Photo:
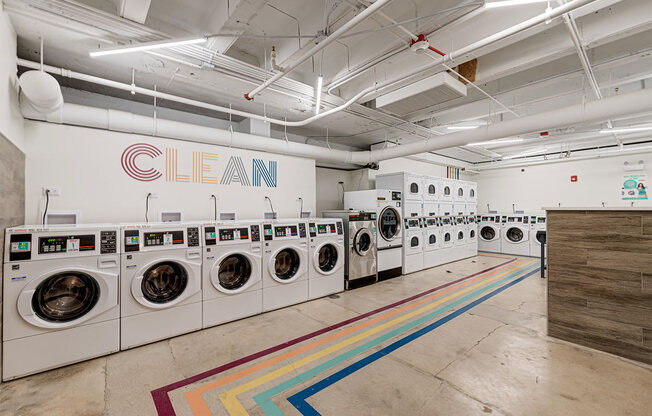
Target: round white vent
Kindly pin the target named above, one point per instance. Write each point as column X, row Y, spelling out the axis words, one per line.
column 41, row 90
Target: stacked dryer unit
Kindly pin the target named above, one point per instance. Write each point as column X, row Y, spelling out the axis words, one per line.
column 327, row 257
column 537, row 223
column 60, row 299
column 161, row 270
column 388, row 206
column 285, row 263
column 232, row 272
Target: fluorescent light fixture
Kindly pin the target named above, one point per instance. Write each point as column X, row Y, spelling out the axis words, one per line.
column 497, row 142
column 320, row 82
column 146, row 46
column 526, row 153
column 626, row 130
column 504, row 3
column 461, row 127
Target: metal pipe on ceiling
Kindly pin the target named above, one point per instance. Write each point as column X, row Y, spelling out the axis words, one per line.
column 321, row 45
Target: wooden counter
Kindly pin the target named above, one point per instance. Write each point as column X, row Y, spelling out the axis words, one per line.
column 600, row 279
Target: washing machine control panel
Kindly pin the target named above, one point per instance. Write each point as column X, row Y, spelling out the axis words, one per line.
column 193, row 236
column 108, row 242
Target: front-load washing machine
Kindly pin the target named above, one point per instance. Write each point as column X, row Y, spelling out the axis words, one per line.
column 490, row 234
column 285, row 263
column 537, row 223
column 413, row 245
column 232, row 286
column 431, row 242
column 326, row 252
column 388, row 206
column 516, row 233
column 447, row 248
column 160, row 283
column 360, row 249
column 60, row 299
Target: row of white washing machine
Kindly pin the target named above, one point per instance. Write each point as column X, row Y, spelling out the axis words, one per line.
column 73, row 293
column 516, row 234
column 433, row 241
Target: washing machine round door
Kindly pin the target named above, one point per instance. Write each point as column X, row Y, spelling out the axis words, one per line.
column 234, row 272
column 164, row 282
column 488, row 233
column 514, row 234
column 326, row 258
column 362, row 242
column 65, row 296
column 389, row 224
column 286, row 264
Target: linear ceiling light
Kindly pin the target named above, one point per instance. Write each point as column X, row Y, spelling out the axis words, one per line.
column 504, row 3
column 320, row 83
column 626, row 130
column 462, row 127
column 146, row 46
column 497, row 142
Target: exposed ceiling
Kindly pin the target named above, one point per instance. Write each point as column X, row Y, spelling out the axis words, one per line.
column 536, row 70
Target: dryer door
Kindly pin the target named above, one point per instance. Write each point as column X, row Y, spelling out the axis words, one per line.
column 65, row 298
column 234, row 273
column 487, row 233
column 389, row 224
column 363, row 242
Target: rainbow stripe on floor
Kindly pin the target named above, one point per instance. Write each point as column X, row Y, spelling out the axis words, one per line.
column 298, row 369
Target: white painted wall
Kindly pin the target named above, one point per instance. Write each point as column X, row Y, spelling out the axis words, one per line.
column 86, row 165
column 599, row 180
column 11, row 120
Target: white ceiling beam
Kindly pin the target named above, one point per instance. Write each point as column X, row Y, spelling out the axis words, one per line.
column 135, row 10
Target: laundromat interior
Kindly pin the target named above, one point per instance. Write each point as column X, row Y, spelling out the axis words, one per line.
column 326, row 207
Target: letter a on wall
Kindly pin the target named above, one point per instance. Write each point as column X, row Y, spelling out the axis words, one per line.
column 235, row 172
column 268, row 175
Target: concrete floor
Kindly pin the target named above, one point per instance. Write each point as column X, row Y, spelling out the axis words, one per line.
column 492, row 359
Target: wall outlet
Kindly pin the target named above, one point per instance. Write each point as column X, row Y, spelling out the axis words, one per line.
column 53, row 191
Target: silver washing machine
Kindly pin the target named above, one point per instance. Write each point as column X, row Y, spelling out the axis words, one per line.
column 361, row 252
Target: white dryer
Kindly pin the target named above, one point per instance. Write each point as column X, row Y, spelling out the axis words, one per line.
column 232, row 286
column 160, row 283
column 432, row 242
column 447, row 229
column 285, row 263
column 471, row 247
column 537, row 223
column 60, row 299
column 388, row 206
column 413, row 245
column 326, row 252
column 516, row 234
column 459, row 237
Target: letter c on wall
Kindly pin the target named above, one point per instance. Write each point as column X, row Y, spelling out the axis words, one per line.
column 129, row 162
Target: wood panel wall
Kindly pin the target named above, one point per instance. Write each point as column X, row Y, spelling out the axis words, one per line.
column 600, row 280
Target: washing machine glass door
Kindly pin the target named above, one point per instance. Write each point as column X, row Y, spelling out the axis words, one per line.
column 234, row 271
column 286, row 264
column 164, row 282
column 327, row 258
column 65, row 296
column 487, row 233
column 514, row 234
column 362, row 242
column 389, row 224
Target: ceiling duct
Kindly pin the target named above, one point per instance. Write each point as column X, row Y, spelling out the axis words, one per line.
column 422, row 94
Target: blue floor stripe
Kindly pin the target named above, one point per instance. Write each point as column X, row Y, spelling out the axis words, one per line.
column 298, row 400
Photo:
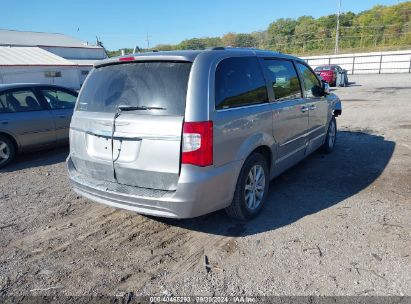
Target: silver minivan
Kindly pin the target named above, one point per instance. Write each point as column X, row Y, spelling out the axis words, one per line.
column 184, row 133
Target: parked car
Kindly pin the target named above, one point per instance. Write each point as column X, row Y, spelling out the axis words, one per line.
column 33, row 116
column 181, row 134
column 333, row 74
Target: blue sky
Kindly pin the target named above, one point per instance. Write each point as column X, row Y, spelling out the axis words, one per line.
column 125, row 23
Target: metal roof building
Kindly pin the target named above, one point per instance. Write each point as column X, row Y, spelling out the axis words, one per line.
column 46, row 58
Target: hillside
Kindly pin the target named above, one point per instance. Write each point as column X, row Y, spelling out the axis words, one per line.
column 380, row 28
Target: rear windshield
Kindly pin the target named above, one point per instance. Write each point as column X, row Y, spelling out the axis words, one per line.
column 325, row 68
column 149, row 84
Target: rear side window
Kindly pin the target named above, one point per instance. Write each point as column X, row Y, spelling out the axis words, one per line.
* * * *
◆ **Objective**: Copy the entries from the line containing "Target: wooden counter" through the line containing "column 433, row 241", replacing "washing machine" with "washer" and leaving everything else unchanged.

◆ **Complete answer**:
Target: wooden counter
Kindly pin the target named above, one point per instance. Write each point as column X, row Y, spelling out the axis words, one per line.
column 600, row 279
Target: washer control panel
Kindly pin the target named above, one point per instance. Write each point as column X, row Y, spelling out the axis words, one per line.
column 193, row 236
column 108, row 242
Target: front-load washer
Kindly pin the target named above, one point per instance. Write each point as column X, row Y, spelling out the axis words, one per line.
column 490, row 234
column 285, row 263
column 537, row 223
column 413, row 245
column 232, row 286
column 431, row 242
column 326, row 252
column 388, row 206
column 516, row 233
column 447, row 248
column 160, row 283
column 360, row 249
column 60, row 299
Target: row of white washer
Kindly pin the target named above, one point per instance. Write each point as column X, row Y, spelling out the axis words, one per line.
column 73, row 293
column 516, row 234
column 433, row 241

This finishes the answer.